[Short task 1]
Reproduce everything from "None of the" down to "in our sample." in the passage on the BIS-11 factor structure below.

[Text provided]
%%

None of the models based on the canonical BIS-11 structure provided an acceptable explanation of the relationships between item responses. CFI values were especially poor for these models. Substantial exploratory modification was required to achieve conventionally acceptable model fit. Based on these results, we concluded that the item-factor relationships specified by the canonical BIS-11 model could not explain the patterns of responses in our sample.

Stage 2: Exploring an alternative factor structure of impulsive personality using EFA

Given our failure to explain our data using CFA based on the canonical BIS-11 structure, we turned to EFA to derive an alternative, data-driven model of the factor structure underlying BIS-11 responses.

Parallel analysis (Horn, 1965) using either permuted data or random normal data (Buja & Eyuboglu, 1992) indicated seven factors underlying our BIS-11 responses. EFA using the unrestricted factor model (Hoyle & Duvall, 2004; Jöreskog, Sörbom, Magidson, & Cooley, 1979) corroborated this estimate, demonstrating that a seven-factor solution was the simplest that achieved good fit (RMSEA = .05, CFI = .95). The model fit results of this initial EFA appear in Table 1, and served as the basis for constructing the abbreviated scale.

Our initial seven-factor EFA revealed a number of constructs that roughly correspond to subtraits identified in the original BIS-11 six-factor model, including self-control/planning, motor, perseverance, cognitive complexity, and cognitive instability factors. These initial EFA results also suggested a number of avenues by which the scale could be abbreviated without sacrificing inferential validity. Our revision proceeded as detailed below, with the EFA re-estimated at each stage after the removal of items.

%%

[Data provided]
%%

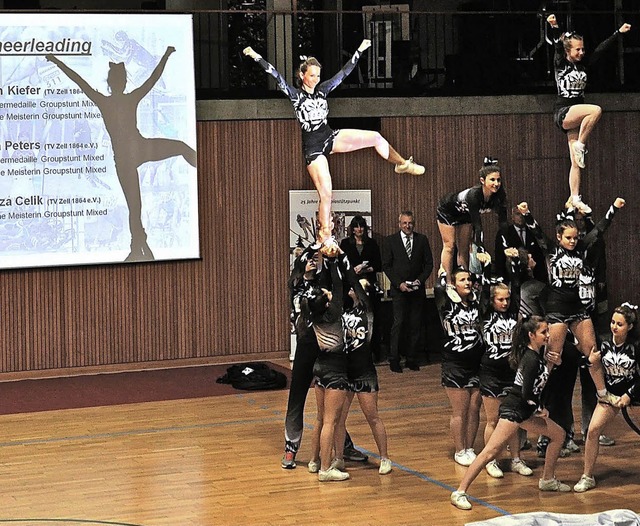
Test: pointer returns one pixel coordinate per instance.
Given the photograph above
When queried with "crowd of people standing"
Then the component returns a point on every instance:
(510, 323)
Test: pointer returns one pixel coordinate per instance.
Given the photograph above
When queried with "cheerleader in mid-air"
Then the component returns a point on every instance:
(318, 139)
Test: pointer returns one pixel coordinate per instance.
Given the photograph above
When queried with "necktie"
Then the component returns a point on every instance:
(523, 236)
(407, 246)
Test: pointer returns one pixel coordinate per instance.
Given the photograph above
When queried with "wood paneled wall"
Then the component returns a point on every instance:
(232, 303)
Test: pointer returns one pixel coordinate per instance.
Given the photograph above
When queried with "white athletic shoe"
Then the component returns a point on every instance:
(584, 484)
(494, 470)
(519, 467)
(385, 466)
(579, 152)
(409, 167)
(460, 501)
(332, 475)
(462, 458)
(581, 207)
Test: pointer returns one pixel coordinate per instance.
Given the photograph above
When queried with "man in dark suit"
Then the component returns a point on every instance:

%%

[Short task 2]
Return every line of the rows above that contains the string "When", matching case.

[Expected answer 1]
None of the models based on the canonical BIS-11 structure provided an acceptable explanation of the relationships between item responses. CFI values were especially poor for these models. Substantial exploratory modification was required to achieve conventionally acceptable model fit. Based on these results, we concluded that the item-factor relationships specified by the canonical BIS-11 model could not explain the patterns of responses in our sample.

[Expected answer 2]
When queried with "crowd of people standing"
When queried with "cheerleader in mid-air"
When queried with "necktie"
When queried with "wood paneled wall"
When queried with "white athletic shoe"
When queried with "man in dark suit"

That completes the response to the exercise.